Document passage –
────────────────────────────────────────

Pennsylvania town on the brink, as power plant shuts. What's the impact for the state?

Bruce Siwy
Pennsylvania State Capital Bureau

HOMER CITY — Al Paratto would be hard-pressed to remember a time when the coal-burning power plant wasn't a fixture in his hometown.

In a few weeks, the Homer City Generating Station is set to close, marking a victory for the state's environmental enthusiasts and the beginning of an end for those who have depended on the jobs and the power of Pennsylvania's five coal plants. All are scheduled to shut down by 2028.

"We don't know any other way," Paratto, an employee of the Central Indiana County Water Authority, said during a break from grass-cutting at the Homer City Floodway Park. "Life is going to change."

Al Paratto, an employee of the Homer-Center Parks and Recreation, cuts grass at the Homer City Floodway Park as a woman walks her dog.

Paratto spoke for his Indiana County community, but might well have been speaking for most of the Mid-Atlantic region, at the precipice between a tradition conflicted and a future uncertain.

By the end of June, the coal-fired Homer City Generating Station and its 2,000-megawatts of nameplate capacity are set to go dark for good. A pair of similar facilities, both less than 20 miles away, face the same fate within five years or less.

The prospective passing of these three western Pennsylvania plants — celebrated by climate change activists eager for a greener future — leaves the operator of America's largest regional transmission organization wondering how to avoid blackouts.

────────────────────────────────────────

Problems to solve –
A. In the article on the Homer City plant closure, what leaves the operator of America's largest regional transmission organization wondering how to avoid blackouts? Answer in one to three sentences.
B. Answer these questions using the article on the Homer City plant closure:
(i) How many coal plants does Pennsylvania have, and by what year are they all scheduled to shut down?
(ii) What is the nameplate capacity of the Homer City Generating Station?
(iii) At which park was Al Paratto cutting grass?
C. Write the next part of the article on the Homer City plant closure, beginning after its final sentence.

Data –
────────────────────────────────────────

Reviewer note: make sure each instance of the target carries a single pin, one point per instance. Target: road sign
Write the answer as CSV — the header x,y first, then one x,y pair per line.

────────────────────────────────────────

Outputs –
A. The operator is concerned because three western Pennsylvania coal plants are expected to close. The Homer City Generating Station, with 2,000 megawatts of nameplate capacity, is set to go dark by the end of June, and two similar facilities less than 20 miles away face the same fate within five years or less.

B.
(i) Five; by 2028.
(ii) 2,000 megawatts.
(iii) The Homer City Floodway Park.

C.
"We're struggling," Glen Thomas, president of the Pennsylvania-New Jersey-Maryland Interconnection Association, told Pennsylvania legislators in during a Senate Environmental Resources and Energy Committee briefing in Harrisburg on May 1. "We're in a tough spot right now, and we see some storm clouds on the horizon."

The Pennsylvania-New Jersey-Maryland Interconnection Association, better known as PJM, recently released a report projecting energy shortfalls within five years, as coal-fired plants shutter under the weight of increasing costs, decreasing payouts and tightening environmental regulations.

PJM operates the electric system in 13 states, plus the District of Columbia. About 65 million people live within this grid.

"If there aren't enough resources to meet the need," Thomas said, "we go into rolling brownouts."

Homer City: 'We have no alternative industry'

For the 6,000-plus residents of Homer City Borough and the surrounding Center Township, the Homer City power plant has been a constant for more than half a century.

Residents saw many coal mining jobs disappear by the '90s. Manufacturers — Thermo Fisher Scientific, Halliburton, FMC Technologies, among others — have also moved on.

The cumulative effect worries residents like Rob Walbeck, the third-generation owner of a local insurance agency.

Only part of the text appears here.